**WORK TO BE COMPLETED**
Reproduce everything from the line containing "Look at the photograph above. For each instance of the small" down to the line containing "[(400, 406)]", both included, with each request kept as is and every point coordinate in the answers multiplied by 1.9 and rounded to the nearest whole number, halves rounded up. Give only those lines.

↓↓↓

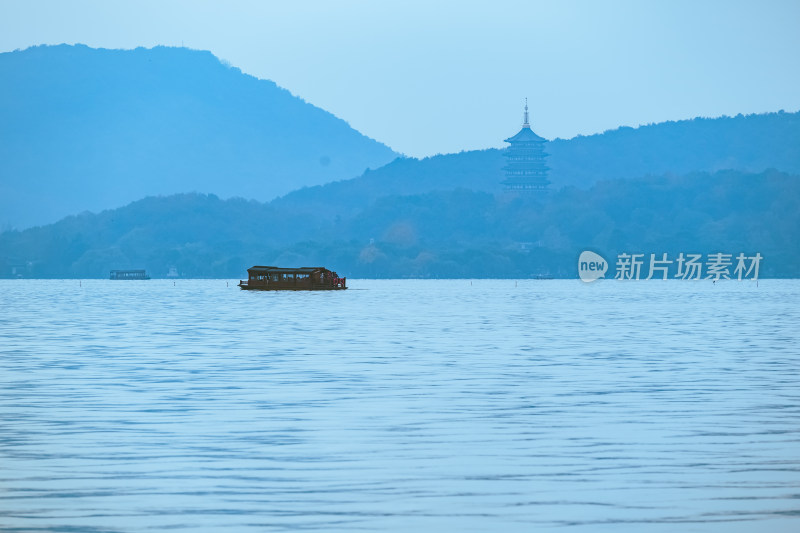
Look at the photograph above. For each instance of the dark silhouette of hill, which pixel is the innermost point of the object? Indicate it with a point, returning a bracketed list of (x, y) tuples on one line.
[(90, 129), (752, 143), (444, 233)]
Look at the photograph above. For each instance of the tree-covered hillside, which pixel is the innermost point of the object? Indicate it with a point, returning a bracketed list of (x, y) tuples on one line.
[(91, 129), (446, 233)]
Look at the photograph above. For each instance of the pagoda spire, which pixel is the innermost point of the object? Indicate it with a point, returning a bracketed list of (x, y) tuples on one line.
[(526, 124)]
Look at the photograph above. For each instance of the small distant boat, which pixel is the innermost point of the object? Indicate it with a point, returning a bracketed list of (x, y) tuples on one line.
[(128, 274), (270, 278)]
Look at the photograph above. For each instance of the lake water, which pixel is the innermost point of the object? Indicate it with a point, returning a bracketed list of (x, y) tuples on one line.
[(486, 405)]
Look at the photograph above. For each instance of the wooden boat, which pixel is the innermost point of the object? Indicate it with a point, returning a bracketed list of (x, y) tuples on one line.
[(128, 274), (269, 278)]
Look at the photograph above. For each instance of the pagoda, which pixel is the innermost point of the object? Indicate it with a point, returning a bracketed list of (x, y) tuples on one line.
[(525, 169)]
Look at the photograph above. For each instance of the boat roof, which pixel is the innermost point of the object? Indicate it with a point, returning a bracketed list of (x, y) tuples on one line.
[(280, 270)]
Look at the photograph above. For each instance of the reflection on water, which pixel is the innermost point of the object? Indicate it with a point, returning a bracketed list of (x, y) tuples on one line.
[(400, 406)]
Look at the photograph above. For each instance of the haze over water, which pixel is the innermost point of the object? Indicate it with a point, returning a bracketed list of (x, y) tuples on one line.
[(491, 405)]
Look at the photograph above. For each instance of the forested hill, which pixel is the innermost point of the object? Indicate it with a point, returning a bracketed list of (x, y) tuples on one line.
[(447, 233), (90, 129), (752, 143)]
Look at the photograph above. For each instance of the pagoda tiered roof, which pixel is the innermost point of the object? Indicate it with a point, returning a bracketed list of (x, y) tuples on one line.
[(526, 134)]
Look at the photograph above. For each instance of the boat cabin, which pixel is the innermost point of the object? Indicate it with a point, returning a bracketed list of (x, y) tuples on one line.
[(270, 278), (128, 274)]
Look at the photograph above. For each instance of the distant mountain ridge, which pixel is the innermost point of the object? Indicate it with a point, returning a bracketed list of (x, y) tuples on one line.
[(90, 129), (752, 143), (446, 233)]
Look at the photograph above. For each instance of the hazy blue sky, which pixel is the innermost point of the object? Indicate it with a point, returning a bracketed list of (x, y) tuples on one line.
[(427, 77)]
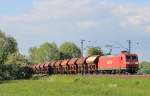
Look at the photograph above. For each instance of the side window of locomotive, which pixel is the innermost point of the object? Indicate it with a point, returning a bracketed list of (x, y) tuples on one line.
[(121, 58)]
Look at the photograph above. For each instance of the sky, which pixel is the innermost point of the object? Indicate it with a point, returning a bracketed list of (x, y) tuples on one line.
[(103, 22)]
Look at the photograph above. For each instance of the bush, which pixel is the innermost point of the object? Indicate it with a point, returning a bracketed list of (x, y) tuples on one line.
[(13, 72)]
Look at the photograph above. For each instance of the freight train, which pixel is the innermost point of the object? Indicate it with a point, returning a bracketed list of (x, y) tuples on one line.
[(123, 63)]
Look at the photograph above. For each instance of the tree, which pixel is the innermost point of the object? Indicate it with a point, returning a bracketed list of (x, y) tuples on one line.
[(94, 51), (69, 50), (18, 59), (46, 52), (8, 45)]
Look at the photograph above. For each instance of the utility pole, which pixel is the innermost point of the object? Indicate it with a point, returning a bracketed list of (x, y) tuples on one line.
[(82, 47), (129, 50)]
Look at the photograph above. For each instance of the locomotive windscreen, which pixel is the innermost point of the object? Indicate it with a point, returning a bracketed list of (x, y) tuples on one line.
[(131, 57)]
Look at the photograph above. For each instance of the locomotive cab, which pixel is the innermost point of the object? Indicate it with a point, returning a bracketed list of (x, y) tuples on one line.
[(132, 63)]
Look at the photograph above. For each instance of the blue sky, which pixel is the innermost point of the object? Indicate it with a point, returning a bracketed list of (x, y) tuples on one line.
[(103, 22)]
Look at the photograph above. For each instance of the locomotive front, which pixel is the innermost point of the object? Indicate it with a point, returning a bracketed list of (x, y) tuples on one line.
[(132, 63)]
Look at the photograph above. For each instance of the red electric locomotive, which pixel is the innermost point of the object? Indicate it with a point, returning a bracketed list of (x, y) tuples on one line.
[(122, 63), (110, 64)]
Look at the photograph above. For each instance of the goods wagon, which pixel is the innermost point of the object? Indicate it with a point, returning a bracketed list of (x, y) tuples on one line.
[(110, 64)]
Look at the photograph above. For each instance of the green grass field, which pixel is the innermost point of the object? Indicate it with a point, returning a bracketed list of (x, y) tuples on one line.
[(78, 86)]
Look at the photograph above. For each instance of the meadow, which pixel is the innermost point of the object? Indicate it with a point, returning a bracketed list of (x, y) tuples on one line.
[(60, 85)]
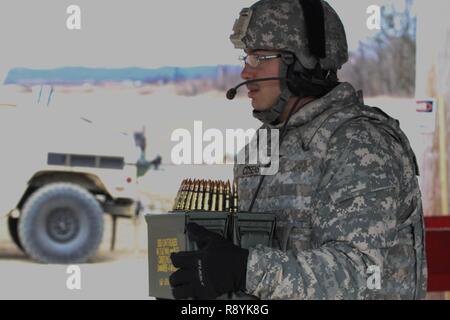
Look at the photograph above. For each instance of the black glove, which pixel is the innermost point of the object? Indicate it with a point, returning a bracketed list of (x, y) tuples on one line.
[(216, 268)]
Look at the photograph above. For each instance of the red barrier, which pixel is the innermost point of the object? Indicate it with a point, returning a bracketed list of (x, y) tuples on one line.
[(438, 252)]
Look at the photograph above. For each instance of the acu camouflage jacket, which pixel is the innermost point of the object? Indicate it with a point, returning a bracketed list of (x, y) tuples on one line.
[(347, 202)]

↑↑↑

**WRITTEN RESPONSE**
Look at the photograph above. For each instance of the small distant boat, which pixel is the innermost point of the object? Indicate it with a point, returning a bracketed list of (x, y) tuples on one line.
[(243, 521), (513, 528)]
Look at the photograph above. For each instance of the lake water, which pixel is the innermost point of the object? Indicate it with a point, returning a bracketed list of (x, y) tuples on one line.
[(923, 770)]
Look at the photograph above. For each instance of the wooden boat, which pixel is the innermost point of the object? Indicate it with a point, returning a bracketed list of (x, y) tuples on one line.
[(243, 521), (511, 528)]
Look at the photograph above. For each instance of the pagoda, which pixel is the innermost point of the object? Indicate it with a point, returning a bracketed list of (x, y) tuples on one line.
[(998, 321)]
Look at the photograph above. For each instance of the boat roof, which pixel is the innermost point of the object? Indicate it with a point, returning a bracketed list of (x, y) tuples on one line.
[(532, 513)]
Look at the photograph above. For each instance of the reflection on water, which pixel is the innermost point of the object? Indicate it with a point, returning a bracketed list of (x, y) tuples on one line.
[(760, 771)]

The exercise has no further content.